#### Activity
Reproduce everything in the report on Cambodia's landmine casualties from "PHNOM PENH, Feb." down to "of its people.".

#### Passage to read
■ ■ ■ ■ ■ ■ ■
PHNOM PENH, Feb. 21 (Xinhua) -- Cambodia has seen a remarkable decline in the number of casualties from landmines and unexploded ordnances (UXOs) over the last two decades, Prime Minister Samdech Techo Hun Sen has said.
To mark the upcoming National Mine Awareness Day on Feb. 24, Hun Sen said in a message seen on Thursday that the number of casualties had fallen to 58 in 2018 from 4,320 in 1996.
He said although there had been a sharp decrease in casualties, mines and UXOs still caused deaths and remained an obstacle to the development of the country and the betterment of its people.
"Mines, explosive remnants of war and cluster bombs still cause our people to either become disabled or lose lives, and damage a lot of properties," Hun Sen said, adding that educating people about the dangers from the munitions was essential to further reduce causalities.
■ ■ ■ ■ ■ ■ ■
(Spatial localization data)
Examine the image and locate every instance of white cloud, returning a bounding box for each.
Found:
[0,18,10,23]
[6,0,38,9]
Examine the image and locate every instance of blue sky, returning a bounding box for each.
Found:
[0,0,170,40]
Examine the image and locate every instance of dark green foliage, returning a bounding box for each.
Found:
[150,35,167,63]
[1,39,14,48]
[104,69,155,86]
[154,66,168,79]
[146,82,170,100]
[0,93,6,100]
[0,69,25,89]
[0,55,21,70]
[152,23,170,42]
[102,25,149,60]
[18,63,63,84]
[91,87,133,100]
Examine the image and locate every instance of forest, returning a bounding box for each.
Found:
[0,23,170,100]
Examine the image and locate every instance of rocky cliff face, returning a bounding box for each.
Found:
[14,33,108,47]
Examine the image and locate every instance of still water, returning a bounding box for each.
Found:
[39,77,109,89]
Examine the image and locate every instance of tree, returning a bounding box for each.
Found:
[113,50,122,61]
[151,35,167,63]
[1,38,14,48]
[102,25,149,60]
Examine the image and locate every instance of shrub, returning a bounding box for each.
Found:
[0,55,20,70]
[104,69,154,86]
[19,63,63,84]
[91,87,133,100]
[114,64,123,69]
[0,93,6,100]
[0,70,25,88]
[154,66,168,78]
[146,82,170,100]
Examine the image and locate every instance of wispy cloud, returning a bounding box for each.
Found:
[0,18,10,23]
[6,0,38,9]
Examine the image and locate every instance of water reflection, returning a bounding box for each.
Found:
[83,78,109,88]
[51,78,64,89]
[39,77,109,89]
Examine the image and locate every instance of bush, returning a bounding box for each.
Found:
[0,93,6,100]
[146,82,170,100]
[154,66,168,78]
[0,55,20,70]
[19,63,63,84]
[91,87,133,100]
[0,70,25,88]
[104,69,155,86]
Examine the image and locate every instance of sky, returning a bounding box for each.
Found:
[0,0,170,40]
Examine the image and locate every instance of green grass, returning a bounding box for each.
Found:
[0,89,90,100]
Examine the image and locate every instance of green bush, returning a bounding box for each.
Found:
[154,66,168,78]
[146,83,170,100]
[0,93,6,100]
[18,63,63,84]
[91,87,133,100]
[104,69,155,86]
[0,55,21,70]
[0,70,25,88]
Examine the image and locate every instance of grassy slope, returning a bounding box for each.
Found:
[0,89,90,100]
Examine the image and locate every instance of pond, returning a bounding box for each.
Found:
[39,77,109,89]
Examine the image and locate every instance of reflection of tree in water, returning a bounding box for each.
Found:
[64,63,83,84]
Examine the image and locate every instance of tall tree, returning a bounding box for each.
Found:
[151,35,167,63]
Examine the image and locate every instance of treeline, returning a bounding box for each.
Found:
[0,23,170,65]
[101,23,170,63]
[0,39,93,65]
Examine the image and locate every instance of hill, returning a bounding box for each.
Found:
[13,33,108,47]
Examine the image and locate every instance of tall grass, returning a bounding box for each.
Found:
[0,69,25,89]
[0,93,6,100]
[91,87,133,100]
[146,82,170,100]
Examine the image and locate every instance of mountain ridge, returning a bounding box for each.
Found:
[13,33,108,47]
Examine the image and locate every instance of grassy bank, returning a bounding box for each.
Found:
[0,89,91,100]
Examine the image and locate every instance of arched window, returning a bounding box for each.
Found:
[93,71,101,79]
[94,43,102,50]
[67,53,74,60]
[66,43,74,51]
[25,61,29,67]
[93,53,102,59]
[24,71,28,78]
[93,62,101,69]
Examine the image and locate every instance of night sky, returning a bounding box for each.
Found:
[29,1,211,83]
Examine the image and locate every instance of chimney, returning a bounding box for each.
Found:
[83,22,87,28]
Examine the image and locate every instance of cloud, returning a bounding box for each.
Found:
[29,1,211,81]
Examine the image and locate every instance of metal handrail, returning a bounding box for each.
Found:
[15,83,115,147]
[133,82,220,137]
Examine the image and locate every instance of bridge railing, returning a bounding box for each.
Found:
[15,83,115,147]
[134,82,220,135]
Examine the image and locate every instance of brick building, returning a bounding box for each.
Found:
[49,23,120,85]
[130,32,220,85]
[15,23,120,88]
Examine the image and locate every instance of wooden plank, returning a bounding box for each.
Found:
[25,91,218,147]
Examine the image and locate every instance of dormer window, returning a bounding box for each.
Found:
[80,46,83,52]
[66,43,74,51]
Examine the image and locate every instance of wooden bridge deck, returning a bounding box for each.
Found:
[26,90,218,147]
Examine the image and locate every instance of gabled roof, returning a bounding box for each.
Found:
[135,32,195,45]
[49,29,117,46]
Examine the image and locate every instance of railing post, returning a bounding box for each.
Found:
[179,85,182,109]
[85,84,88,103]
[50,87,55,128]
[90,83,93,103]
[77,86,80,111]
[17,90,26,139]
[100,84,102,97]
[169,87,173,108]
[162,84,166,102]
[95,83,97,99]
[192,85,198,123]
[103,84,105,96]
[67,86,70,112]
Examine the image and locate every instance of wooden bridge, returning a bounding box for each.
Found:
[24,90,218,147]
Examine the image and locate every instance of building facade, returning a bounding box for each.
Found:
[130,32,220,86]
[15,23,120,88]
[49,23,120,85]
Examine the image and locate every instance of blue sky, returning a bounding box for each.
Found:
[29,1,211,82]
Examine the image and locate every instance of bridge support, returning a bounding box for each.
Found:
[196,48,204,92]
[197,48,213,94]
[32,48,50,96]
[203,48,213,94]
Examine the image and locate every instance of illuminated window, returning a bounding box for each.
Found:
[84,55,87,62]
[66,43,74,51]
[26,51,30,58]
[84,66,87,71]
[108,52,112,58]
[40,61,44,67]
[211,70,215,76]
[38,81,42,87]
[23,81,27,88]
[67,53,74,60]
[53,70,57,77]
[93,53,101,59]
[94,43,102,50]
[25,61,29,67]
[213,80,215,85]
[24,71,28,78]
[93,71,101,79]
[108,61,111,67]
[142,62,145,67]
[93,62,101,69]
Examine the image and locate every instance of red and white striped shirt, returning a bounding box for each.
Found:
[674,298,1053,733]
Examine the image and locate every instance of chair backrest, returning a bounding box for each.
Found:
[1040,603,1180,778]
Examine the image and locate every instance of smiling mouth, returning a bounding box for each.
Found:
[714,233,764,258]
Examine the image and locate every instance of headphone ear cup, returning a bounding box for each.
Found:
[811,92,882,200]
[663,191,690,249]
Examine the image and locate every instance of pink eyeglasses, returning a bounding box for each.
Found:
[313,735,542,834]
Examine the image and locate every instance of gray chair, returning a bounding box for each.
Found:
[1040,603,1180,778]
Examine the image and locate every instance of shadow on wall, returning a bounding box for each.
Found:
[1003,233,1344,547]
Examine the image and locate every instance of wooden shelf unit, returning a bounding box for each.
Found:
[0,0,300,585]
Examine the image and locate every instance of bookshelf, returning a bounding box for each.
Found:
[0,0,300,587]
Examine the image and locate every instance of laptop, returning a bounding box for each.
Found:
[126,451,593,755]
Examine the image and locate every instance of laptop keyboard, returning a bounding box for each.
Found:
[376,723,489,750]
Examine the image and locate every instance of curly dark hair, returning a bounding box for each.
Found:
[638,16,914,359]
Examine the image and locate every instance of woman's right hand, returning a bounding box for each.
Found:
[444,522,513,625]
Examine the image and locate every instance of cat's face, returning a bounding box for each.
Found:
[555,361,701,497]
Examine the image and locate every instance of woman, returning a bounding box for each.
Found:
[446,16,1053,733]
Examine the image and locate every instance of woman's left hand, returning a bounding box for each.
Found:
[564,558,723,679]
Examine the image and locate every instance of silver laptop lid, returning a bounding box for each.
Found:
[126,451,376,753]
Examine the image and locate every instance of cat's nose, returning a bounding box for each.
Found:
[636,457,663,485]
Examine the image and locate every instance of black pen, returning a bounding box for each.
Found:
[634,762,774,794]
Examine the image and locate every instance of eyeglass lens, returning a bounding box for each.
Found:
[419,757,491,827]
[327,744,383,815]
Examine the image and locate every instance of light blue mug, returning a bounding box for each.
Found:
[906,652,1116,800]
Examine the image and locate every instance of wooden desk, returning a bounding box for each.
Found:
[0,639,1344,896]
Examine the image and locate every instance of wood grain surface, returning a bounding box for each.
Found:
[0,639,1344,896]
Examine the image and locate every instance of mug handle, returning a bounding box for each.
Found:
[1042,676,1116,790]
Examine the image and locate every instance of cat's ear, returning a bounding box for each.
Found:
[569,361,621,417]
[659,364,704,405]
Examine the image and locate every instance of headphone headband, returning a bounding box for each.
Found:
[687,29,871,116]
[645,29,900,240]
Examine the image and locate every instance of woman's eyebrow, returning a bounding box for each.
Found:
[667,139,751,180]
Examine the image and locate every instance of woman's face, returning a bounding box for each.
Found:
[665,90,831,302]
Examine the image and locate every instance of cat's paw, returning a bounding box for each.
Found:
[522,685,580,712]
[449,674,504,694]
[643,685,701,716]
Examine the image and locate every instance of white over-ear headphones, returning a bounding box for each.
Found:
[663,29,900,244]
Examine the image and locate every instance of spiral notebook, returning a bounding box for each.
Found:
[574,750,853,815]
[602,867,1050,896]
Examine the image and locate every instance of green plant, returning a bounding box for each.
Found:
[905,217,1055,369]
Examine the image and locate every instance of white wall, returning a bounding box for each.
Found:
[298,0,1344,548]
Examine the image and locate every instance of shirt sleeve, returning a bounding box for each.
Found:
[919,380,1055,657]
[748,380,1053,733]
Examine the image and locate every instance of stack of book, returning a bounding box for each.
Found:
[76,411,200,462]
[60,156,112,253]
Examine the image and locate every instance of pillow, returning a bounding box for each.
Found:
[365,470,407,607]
■ ■ ■ ■ ■ ■ ■
#### Finished task
PHNOM PENH, Feb. 21 (Xinhua) -- Cambodia has seen a remarkable decline in the number of casualties from landmines and unexploded ordnances (UXOs) over the last two decades, Prime Minister Samdech Techo Hun Sen has said.
To mark the upcoming National Mine Awareness Day on Feb. 24, Hun Sen said in a message seen on Thursday that the number of casualties had fallen to 58 in 2018 from 4,320 in 1996.
He said although there had been a sharp decrease in casualties, mines and UXOs still caused deaths and remained an obstacle to the development of the country and the betterment of its people.